• Challenge a: Reproduce the lines of the records verbatim, starting at the line that contains "Each instance receives exactly one keypoint. Mark the pine" and ending at the line that contains "(1168, 504)".

[Begin Page text]

Pre-Recount Evidence

a)          The first category of evidence mainly relates to allegations by the first respondent against the petitioner and the second respondent.  In his own affidavits and in numerous affidavits by his witnesses, the first respondent testifies about:

-      what he calls character assassinating statements allegedly made against him during the campaigns, polling and post-polling days, by the petitioner and some of his supporters;

-      attacks on his home at Lungujja on 15th and 16th February, 2011, by a group of people allegedly led by Mukiibi Sserunjogi, PW4, and the petitioner, PW1;

-      about utterances purportedly made by the petitioner on 28th February, 2011, at a campaign rally for Mayor Joyce Ssebugwawo at Lugala, (affidavit RA1.3 by Ssalongo Nsubuga John) to the effect that the petitioner declared himself M.P. Lubaga North Constituency and allegedly threatened to kill the petitioner and other Indians or chase them out of Uganda as Iddi Amin did in 1971;

-      about DR forms that were not signed by the presiding officers at various polling stations;

-      about DR forms which showed crossings or over-writings in the record of his votes;

-      about DR forms which showed that some of the presiding officers could not properly record the votes cast at the polling station or for a particular candidate; and

-      about missing signatures of his agents on some of the DR forms.


In counter to this evidence the petitioner filed affidavits from several witness in rebuttal.  The second respondent had affidavit R2.1, by Engineer Prof. Bedom Kiggundu on record in that regard.


Court would only repeat what it did state so many times during the trial in relation to the spectrum of the evidence in question.  Without a specific counter petition, in which clear specific reliefs are sought, such evidence by a respondent in useless.  It serves no purpose at all.  Court cannot issue any specific orders based upon it in the absence of any relevant pleading and prayer.


In my own view, the position in the instant petition is different from that that pertained in Ngoma Ngime Vs. Hon. Winnie Byanyima And Election Commission, Election Petition Appeal No.25 of 2006, which learned counsel for the petitioner has cited in the final submissions in this regard.  It seems to me that what, particularly, places this petition in sui generis is the fact that the petitioner and the first respondent was each declared by the second respondent to be the winner of the station. 


Secondly, this petition is quite unique.  It looks as if it is for the first time that an election petitioner is seeking, from this honourable court essentially a declaratory relief.  A relief to the effect that his victory, as M.P. Rubaga North Constituency, which was announced on 20th February, 2011, has never been lawfully altered.  There was no such position in the petition mentioned in the Ngoma Ngime petition (supra).  It also appears to be legally untenable, to argue that sections 60 and 61, of the PEA do not provide for counter-petitions.  Unlike an appeal, which is always a creature of statute; a counter-suit is not always a creature of statute.  It seems to me to be a sound presumption of law that what is not prohibited is allowed.


In cross-examination, the first respondent stated that he led all that evidence because he wanted the show why he had resorted to applying for a recount.  Evidence to justify an application for a recount ought to have been presented before the chief magistrate who heard the application and granted it. This petition is not an appeal against the learned chief magistrate’s decision.  It does not seek to review what the lower court did.  What the petitioner challenges, to my understanding, is the legality of the recount.

[End Page text]
[Begin Exercise input]

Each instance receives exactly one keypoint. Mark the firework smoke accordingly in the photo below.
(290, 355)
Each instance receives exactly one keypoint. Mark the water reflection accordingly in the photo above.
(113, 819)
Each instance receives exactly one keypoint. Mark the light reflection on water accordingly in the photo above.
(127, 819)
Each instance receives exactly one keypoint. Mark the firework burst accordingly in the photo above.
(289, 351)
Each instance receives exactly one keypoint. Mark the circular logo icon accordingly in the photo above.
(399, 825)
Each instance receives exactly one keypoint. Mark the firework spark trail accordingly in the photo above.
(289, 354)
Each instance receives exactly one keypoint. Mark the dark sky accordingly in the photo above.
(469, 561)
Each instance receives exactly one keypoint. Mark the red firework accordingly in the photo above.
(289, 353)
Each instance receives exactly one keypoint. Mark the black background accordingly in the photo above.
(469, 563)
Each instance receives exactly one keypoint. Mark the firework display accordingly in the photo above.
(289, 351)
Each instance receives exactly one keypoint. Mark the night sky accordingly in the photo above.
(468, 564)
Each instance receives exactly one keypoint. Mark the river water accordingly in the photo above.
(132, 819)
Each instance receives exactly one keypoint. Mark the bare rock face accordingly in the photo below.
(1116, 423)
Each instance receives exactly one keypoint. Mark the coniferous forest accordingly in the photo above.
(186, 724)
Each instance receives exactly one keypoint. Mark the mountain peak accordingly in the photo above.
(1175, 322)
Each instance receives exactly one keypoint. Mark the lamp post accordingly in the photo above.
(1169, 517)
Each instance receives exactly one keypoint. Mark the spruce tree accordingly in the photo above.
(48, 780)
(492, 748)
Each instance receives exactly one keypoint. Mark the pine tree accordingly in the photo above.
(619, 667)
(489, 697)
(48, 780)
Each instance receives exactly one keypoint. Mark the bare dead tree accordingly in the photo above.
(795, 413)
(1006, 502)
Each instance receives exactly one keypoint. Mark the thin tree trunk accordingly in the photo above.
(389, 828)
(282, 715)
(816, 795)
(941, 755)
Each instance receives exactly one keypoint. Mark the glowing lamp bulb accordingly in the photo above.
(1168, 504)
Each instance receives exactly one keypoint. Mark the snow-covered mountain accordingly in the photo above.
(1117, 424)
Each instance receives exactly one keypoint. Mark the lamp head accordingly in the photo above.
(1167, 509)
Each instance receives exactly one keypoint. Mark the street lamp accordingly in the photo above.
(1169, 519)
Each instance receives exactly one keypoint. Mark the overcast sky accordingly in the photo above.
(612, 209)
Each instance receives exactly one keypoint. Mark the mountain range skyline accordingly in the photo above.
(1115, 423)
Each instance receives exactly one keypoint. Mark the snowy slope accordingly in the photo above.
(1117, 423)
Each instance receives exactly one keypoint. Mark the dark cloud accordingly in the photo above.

[End Exercise input]

• Challenge b:
Answer these questions from the ruling on pre-recount evidence:
(i) On what date was the petitioner's victory as M.P. for Rubaga North Constituency announced?
(ii) Who made affidavit R2.1 for the second respondent?
(iii) Where was the first respondent's home that was attacked on 15th and 16th February, 2011?

• Exercise response a:
Each instance receives exactly one keypoint. Mark the pine tree accordingly in the photo above.
(619, 667)
(489, 697)
(48, 780)
Each instance receives exactly one keypoint. Mark the bare dead tree accordingly in the photo above.
(795, 413)
(1006, 502)
Each instance receives exactly one keypoint. Mark the thin tree trunk accordingly in the photo above.
(389, 828)
(282, 715)
(816, 795)
(941, 755)
Each instance receives exactly one keypoint. Mark the glowing lamp bulb accordingly in the photo above.
(1168, 504)

• Exercise response b:
(i) 20th February, 2011
(ii) Engineer Prof. Bedom Kiggundu
(iii) Lungujja